# PASSAGE PROVIDED:

-*-

When all matters dealing with health and finances are taken care of ahead of time, families can relax knowing that when death does come, the grief process won't be muddled with frantic legal work. Talking about end-on-life issues early on is highly recommended.

Talking With Parents About End-of-Life Issues: How Do You Bring It Up?

Since, because of my work I'm steeped in elder issues, guilt finally made me face end-of-life legal work head on. I felt like a hypocrite not dealing with it, when I constantly advise other people to do so. Most people don't have this force behind them and it's easier to put off the unpleasantness of thinking about death.

When I got my Power Of Attorney, health directive and will drawn up, my adult sons were uncomfortable with the subject because they were forced to think that, yes, one day Mom will die. But they soldiered on, we did it, and as I told them, "Now, we can get back to the process of living."

End of Life Issues: What If Adult Children Are Reluctant to Discuss the Issue?

-*-

# AVAILABLE DATA:

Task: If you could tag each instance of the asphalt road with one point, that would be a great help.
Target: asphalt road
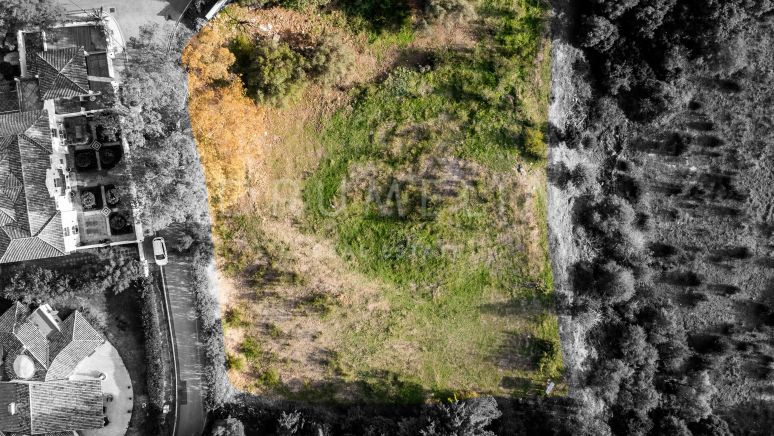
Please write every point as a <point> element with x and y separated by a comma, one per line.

-*-

Quote the passage on end-of-life planning in full, word for word. Work only from the passage on end-of-life planning and set the data aside.

# RESULT:
When all matters dealing with health and finances are taken care of ahead of time, families can relax knowing that when death does come, the grief process won't be muddled with frantic legal work. Talking about end-on-life issues early on is highly recommended.

Talking With Parents About End-of-Life Issues: How Do You Bring It Up?

Since, because of my work I'm steeped in elder issues, guilt finally made me face end-of-life legal work head on. I felt like a hypocrite not dealing with it, when I constantly advise other people to do so. Most people don't have this force behind them and it's easier to put off the unpleasantness of thinking about death.

When I got my Power Of Attorney, health directive and will drawn up, my adult sons were uncomfortable with the subject because they were forced to think that, yes, one day Mom will die. But they soldiered on, we did it, and as I told them, "Now, we can get back to the process of living."

End of Life Issues: What If Adult Children Are Reluctant to Discuss the Issue?